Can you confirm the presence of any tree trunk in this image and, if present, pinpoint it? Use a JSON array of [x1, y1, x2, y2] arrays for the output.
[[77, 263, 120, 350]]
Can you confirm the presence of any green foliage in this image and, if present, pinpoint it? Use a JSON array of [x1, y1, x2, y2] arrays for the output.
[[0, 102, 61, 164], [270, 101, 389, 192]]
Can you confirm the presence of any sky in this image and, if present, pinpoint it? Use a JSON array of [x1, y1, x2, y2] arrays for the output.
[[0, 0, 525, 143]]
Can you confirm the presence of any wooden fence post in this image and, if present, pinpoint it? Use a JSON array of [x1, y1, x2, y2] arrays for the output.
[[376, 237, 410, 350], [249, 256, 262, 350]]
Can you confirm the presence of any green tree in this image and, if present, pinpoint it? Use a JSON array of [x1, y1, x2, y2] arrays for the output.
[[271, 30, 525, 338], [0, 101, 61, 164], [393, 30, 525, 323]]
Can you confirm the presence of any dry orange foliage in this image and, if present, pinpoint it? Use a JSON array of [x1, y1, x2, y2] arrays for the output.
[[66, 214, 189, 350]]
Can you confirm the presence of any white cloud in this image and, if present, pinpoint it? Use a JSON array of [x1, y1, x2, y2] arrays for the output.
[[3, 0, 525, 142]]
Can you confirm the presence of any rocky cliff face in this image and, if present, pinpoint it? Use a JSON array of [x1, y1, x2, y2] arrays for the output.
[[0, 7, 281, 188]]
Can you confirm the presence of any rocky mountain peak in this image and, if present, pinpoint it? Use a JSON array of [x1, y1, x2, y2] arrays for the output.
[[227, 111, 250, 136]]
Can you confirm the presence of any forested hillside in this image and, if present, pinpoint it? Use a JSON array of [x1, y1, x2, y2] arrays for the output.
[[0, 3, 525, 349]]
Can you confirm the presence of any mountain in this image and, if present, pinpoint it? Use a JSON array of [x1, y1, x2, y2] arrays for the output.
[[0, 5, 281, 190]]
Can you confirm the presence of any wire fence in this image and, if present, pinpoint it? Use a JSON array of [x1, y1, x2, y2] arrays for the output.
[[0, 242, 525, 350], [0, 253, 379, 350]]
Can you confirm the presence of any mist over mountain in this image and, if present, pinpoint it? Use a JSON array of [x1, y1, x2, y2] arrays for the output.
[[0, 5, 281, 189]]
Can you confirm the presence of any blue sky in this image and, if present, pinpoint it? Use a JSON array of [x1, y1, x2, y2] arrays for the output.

---------------

**Exercise aim**
Rewrite everything from the line containing "Can you confirm the presence of any wire" down to the end of the records, requests included. Raise every bounding-box coordinate in the answers by 35.

**Complete response**
Can you confirm the presence of any wire fence in this image and, if present, pinpoint it? Use a JSON array of [x1, y1, x2, y2] arrays for the output.
[[35, 277, 560, 385], [35, 288, 414, 385]]
Can you confirm the presence of any mist over mountain in this image and, if present, pinpoint it? Use a JSON array of [x1, y1, x2, y2] arrays for the output.
[[35, 40, 316, 224]]
Can you confirm the presence of any blue sky in this image and, if present, pinpoint it? Use a JSON array of [x1, y1, x2, y2] arrays for the output.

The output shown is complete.